* **Problem requirements**: From the line containing "May I ask you to find the angular" through the last line of the entries, set down every line exactly and add nothing.

[[ Exercise data open ]]

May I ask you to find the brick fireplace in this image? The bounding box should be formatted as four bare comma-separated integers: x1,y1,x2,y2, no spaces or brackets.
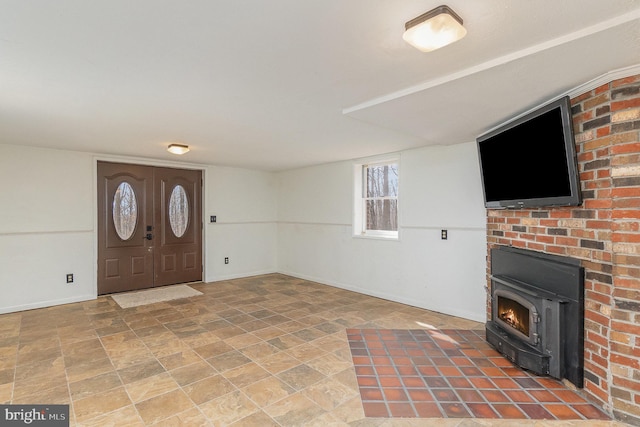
485,74,640,425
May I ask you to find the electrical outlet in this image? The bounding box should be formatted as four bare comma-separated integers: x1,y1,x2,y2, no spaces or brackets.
224,257,229,264
441,229,448,240
66,273,74,283
210,215,216,223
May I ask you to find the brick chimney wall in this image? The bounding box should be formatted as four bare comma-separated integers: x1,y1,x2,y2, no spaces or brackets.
485,74,640,425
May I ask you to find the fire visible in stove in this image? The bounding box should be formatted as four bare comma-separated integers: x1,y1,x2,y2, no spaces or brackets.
497,295,530,336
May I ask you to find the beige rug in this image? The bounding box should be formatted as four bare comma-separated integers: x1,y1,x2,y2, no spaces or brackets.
111,284,203,309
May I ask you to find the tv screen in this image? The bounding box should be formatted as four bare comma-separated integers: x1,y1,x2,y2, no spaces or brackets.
477,96,582,209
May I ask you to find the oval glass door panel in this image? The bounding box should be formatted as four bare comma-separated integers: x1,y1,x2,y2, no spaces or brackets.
113,182,138,240
169,185,189,238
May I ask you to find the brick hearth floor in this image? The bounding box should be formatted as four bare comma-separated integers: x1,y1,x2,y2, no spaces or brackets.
348,328,611,421
0,274,628,426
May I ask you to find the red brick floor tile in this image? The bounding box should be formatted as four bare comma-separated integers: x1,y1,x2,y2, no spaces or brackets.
375,365,396,376
383,388,408,402
441,402,472,418
529,389,561,403
371,356,391,365
396,365,418,376
432,388,459,402
504,389,535,403
552,389,588,403
450,356,473,366
392,356,412,366
513,377,542,388
546,404,582,419
424,377,448,388
414,402,442,417
388,402,417,417
360,387,384,401
387,347,405,356
460,366,483,376
518,403,555,419
407,389,434,401
350,348,368,356
480,389,510,403
537,377,567,389
439,366,462,377
379,376,402,387
502,367,529,377
572,404,611,419
473,358,494,367
356,376,379,387
362,402,389,417
481,367,507,377
352,356,371,365
492,377,520,389
417,366,438,376
469,377,495,389
369,348,388,356
468,403,499,418
349,329,611,421
411,356,431,366
447,377,472,389
456,389,485,403
402,377,426,388
354,365,375,376
420,343,438,351
431,357,453,366
493,403,528,419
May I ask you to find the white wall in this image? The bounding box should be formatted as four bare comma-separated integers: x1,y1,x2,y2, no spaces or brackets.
204,166,278,281
0,145,96,313
0,144,278,313
1,141,487,322
277,142,488,322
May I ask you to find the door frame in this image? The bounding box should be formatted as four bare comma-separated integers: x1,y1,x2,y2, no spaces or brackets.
92,155,206,296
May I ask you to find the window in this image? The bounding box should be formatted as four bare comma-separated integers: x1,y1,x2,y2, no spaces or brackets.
354,157,399,239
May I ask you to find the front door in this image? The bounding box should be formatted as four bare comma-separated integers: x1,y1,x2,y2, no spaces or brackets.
97,161,202,294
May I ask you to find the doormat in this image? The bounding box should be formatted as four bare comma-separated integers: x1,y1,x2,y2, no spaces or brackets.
111,284,203,309
347,328,610,420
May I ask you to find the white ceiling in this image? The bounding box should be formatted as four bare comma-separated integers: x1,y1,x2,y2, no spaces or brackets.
1,0,639,171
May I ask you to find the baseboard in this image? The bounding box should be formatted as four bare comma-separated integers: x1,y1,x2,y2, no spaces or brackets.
206,269,278,283
0,294,97,315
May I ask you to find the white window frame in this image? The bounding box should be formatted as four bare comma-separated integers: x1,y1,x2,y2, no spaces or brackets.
353,155,400,240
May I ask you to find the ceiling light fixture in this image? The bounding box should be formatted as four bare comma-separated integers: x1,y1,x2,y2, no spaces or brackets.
403,5,467,52
167,143,190,155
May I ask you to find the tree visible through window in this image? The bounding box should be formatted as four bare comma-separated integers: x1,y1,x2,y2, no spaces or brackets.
364,162,398,233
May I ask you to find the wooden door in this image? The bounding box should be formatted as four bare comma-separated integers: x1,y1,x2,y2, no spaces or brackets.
97,162,154,294
154,167,202,286
97,162,202,294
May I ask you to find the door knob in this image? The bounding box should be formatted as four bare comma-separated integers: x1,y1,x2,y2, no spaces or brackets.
145,233,153,240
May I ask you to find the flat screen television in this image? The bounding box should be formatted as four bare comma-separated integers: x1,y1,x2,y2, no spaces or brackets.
477,96,582,209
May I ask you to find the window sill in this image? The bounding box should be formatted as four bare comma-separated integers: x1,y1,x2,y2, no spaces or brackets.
353,233,400,241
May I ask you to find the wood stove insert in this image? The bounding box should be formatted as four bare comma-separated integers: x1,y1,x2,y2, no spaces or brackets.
486,246,584,387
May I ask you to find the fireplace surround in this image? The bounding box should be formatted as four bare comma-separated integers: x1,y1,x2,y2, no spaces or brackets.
484,74,640,424
486,246,584,387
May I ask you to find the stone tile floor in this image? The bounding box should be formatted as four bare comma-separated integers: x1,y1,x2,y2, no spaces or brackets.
0,274,629,426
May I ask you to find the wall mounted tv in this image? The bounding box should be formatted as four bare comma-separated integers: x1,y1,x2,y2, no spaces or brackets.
477,96,582,209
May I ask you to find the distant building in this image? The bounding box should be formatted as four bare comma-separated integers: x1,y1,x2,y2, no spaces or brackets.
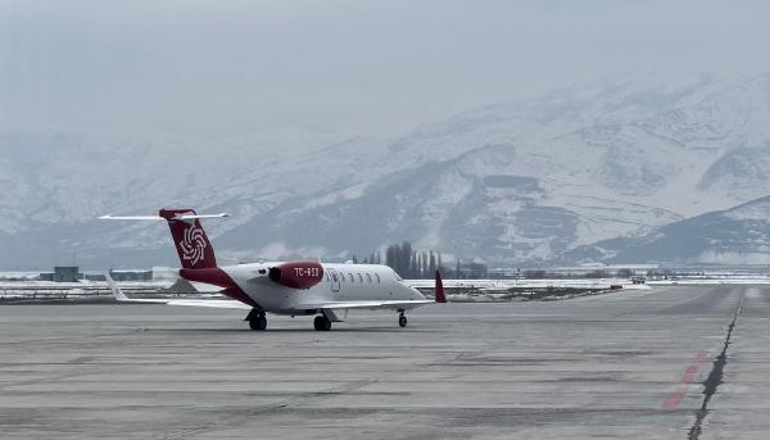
109,270,153,282
39,266,83,283
83,273,107,282
39,267,166,283
152,267,179,281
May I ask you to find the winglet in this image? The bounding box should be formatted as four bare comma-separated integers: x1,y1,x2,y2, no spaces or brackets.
435,270,446,303
105,272,129,301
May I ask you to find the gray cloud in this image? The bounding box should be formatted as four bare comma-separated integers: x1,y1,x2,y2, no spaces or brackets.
2,0,770,138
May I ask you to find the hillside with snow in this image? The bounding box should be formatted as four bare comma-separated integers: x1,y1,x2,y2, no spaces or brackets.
3,73,770,269
560,195,770,265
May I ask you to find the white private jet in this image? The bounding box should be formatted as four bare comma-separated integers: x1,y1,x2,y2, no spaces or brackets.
101,209,446,331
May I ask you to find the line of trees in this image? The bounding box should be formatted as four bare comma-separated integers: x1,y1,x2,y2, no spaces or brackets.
352,246,667,280
383,241,443,279
354,241,490,279
351,252,382,265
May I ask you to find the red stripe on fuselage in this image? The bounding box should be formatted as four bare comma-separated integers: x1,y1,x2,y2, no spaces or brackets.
179,267,260,308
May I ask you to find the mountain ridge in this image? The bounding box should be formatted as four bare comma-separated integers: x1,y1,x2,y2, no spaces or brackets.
559,194,770,266
3,73,770,269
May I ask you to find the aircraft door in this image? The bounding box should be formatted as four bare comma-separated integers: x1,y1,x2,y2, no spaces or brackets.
330,270,341,293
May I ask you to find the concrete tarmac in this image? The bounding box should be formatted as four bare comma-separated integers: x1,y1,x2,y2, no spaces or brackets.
1,285,768,439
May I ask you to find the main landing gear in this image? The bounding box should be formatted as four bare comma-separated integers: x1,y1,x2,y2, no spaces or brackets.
245,309,267,331
314,314,332,331
398,310,408,328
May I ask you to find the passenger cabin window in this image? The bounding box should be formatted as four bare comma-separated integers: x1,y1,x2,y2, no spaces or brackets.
366,273,372,283
375,273,381,283
348,273,354,283
341,273,345,283
324,273,329,282
358,273,364,283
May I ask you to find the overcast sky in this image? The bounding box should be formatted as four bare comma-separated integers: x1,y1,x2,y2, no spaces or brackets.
2,0,770,139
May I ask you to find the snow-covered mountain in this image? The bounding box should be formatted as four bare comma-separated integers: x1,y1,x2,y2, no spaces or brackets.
560,195,770,265
3,73,770,269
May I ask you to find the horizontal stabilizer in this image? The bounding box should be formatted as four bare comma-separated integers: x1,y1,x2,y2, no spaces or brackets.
105,272,249,309
187,280,226,293
99,213,229,221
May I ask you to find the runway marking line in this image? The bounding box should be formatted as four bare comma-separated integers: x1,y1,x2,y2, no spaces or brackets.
662,350,710,411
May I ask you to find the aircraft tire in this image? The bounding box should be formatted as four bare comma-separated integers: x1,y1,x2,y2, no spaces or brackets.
314,315,331,331
249,315,267,331
399,315,408,328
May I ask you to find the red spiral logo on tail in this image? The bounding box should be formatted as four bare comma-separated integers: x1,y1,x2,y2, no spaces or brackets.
179,224,207,266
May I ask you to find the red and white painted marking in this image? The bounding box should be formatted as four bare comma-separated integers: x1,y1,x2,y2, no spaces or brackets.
662,350,711,411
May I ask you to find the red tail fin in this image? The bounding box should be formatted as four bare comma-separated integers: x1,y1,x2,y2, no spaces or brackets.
435,269,446,303
159,209,217,269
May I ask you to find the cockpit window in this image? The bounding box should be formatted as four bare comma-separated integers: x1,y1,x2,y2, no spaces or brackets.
375,273,381,283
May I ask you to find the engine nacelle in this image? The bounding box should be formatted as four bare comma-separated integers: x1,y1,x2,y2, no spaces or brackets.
268,261,324,289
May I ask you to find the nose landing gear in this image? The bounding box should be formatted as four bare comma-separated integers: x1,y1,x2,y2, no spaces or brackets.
398,310,408,328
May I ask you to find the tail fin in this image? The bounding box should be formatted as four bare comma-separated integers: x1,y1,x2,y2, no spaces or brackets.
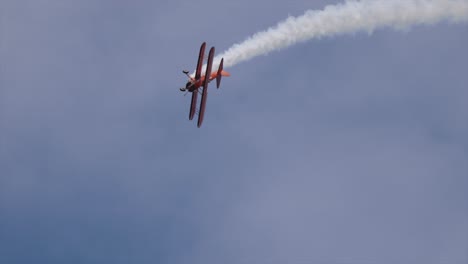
216,58,224,89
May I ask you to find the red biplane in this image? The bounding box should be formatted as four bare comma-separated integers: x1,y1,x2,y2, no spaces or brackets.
180,42,230,127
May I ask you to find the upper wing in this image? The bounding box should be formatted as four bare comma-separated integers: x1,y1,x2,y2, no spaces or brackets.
197,47,215,128
216,58,224,88
195,42,206,80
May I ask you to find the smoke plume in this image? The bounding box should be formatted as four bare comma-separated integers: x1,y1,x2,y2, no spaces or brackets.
198,0,468,73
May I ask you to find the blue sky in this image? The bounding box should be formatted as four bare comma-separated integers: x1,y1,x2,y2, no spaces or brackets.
1,0,467,263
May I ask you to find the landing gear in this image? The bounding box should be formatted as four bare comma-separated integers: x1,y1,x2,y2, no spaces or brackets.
182,70,192,79
180,87,186,92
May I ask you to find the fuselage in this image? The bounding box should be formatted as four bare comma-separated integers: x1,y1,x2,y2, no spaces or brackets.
186,70,230,92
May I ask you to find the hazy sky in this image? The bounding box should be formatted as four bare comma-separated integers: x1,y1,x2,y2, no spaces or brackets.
1,1,467,263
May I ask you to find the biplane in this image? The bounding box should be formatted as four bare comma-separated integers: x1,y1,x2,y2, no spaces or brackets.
180,42,230,127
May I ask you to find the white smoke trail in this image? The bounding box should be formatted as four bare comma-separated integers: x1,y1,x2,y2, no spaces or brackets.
195,0,468,74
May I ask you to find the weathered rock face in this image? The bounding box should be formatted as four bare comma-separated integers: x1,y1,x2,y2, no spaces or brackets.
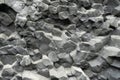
1,0,120,80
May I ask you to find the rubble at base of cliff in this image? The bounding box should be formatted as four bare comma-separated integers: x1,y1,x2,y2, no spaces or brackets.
0,0,120,80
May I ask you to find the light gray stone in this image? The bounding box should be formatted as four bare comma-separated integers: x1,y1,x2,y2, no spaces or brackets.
48,51,59,62
111,60,120,69
15,14,27,27
70,50,87,65
20,55,32,66
88,57,107,72
80,36,110,52
22,70,49,80
110,35,120,48
100,46,120,63
59,11,69,19
71,66,90,80
49,66,68,80
1,64,16,77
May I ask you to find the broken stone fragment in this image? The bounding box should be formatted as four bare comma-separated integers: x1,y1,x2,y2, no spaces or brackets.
0,40,8,47
110,35,120,48
0,61,3,70
12,61,24,72
105,16,120,28
42,55,53,68
57,5,69,12
88,57,107,73
88,15,104,23
1,64,16,77
16,54,23,62
22,70,49,80
33,59,50,77
66,24,76,31
79,8,102,18
30,11,42,21
48,51,59,62
71,66,90,80
80,36,110,52
62,40,77,53
69,16,80,24
42,0,51,4
0,54,16,64
59,11,69,19
12,39,26,47
112,5,120,16
100,46,120,63
88,9,102,17
35,31,51,44
68,3,77,15
49,5,58,14
12,1,25,12
6,46,18,54
93,28,111,36
37,68,50,78
84,70,96,79
52,35,62,41
111,27,120,35
22,6,36,16
33,59,45,70
7,32,21,40
36,21,54,32
70,50,87,65
65,67,76,77
49,66,68,80
103,68,120,80
33,49,40,55
14,46,28,55
51,36,63,49
37,2,49,11
92,3,104,13
103,5,114,14
58,53,73,64
80,0,91,8
69,77,77,80
39,43,51,55
78,60,89,69
85,52,98,61
0,45,15,55
33,55,53,70
0,33,8,40
15,14,27,27
20,55,32,66
30,49,42,61
0,12,13,26
11,73,22,80
111,60,120,69
24,0,33,5
80,32,95,41
51,28,62,36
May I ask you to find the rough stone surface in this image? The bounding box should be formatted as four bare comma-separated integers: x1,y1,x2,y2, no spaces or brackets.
1,0,120,79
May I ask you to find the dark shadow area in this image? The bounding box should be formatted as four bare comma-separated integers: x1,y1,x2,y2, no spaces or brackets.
0,4,17,35
51,77,59,80
0,4,16,20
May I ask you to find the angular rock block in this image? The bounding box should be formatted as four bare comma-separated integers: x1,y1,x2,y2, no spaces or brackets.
80,36,110,52
100,46,120,63
110,35,120,48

[[ Exercise data closed ]]

* **Response**:
May I ask you to find the angular rock block in this image? The bounding box should be formatted as four bare comma-separated integers: x1,y1,x2,y2, no spaces or brackets.
80,36,110,52
100,46,120,63
110,35,120,48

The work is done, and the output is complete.